ZUR AUFGABE – Zitiere aus dem Text über die Brüsseler Comic-Ausstellung unten wortgetreu den Abschnitt, der mit den Worten „Brüssel. Eine Brüsseler“ anfängt und mit „ihren Comic-Heldinnen verliehen.“ aufhört.

DER TEXT –

━━━━━━━━━━

Brüssel. Eine Brüsseler Ausstellung zeigt Arbeiten der Pioniere der erotischen Cartoon-Kunst: Ihre Namen sind weniger bekannt als die Kurven, die sie ihren Comic-Heldinnen verliehen.
Die 60er Jahre waren nicht nur politisch wild und aufregend - sie waren auch sexy. Zumindest wurde das, was gemeinhin als erotisch empfunden wird, fortan freizügiger zur Schau gestellt. Wen oder was die sogenannte sexuelle Befreiung tatsächlich befreite, darauf gibt die Ausstellung „Sexties“ in der Brüsseler Ausstellungshalle „Bozar Expo“ keine Antwort. Ist auch gar nicht ihr Anliegen. Belgien ist das Eldorado der Comics, die dort unter dem Namen „Bande Dessinée“ als eigenständige Kunstform anerkannt sind. Die Hauptstadt würdigt nun vier Pioniere und Meister des erotischen Erzählens in Bildsequenzen: den Franzosen Jean-Claude Forest, den Italiener Guido Crepax und die Belgier Paul Cuvelier und Guy Peellaert.

━━━━━━━━━━

DATENSÄTZE –
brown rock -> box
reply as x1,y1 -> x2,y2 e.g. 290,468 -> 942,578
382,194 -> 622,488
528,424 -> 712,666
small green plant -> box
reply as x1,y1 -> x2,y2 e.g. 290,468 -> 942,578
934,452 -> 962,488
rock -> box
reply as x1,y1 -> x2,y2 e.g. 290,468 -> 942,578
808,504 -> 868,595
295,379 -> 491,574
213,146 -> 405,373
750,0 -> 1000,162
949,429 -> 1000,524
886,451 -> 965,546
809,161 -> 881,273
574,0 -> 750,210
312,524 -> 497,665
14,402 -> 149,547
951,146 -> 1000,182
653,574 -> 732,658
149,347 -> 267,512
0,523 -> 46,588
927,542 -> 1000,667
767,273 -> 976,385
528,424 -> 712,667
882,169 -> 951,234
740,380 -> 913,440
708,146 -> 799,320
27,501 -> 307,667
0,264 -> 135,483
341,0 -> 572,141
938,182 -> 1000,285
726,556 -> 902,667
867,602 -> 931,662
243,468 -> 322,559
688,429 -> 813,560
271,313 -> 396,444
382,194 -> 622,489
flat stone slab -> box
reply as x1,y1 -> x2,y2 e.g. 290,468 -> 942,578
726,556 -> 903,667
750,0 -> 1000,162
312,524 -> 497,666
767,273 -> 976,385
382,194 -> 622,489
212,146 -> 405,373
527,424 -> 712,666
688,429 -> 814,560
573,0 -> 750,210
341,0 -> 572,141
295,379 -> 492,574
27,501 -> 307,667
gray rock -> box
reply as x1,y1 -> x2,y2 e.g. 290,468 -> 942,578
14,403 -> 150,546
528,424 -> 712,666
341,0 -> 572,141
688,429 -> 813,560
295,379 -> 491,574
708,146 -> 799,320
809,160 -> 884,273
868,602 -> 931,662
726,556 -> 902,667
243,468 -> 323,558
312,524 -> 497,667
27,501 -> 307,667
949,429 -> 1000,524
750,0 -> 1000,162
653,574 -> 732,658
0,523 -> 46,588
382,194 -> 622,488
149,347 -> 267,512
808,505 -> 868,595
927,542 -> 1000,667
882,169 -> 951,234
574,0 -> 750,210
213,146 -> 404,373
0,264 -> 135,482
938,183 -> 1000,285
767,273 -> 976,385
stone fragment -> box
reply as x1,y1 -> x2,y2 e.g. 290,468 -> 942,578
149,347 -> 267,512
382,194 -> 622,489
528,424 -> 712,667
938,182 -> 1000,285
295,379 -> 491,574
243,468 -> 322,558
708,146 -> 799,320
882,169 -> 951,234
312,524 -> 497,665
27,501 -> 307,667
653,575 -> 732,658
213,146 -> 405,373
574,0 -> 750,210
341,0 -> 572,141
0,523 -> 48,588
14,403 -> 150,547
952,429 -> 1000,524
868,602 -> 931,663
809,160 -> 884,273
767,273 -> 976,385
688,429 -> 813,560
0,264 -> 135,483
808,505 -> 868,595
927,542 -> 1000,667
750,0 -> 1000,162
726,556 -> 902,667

━━━━━━━━━━

LÖSUNG –
Brüssel. Eine Brüsseler Ausstellung zeigt Arbeiten der Pioniere der erotischen Cartoon-Kunst: Ihre Namen sind weniger bekannt als die Kurven, die sie ihren Comic-Heldinnen verliehen.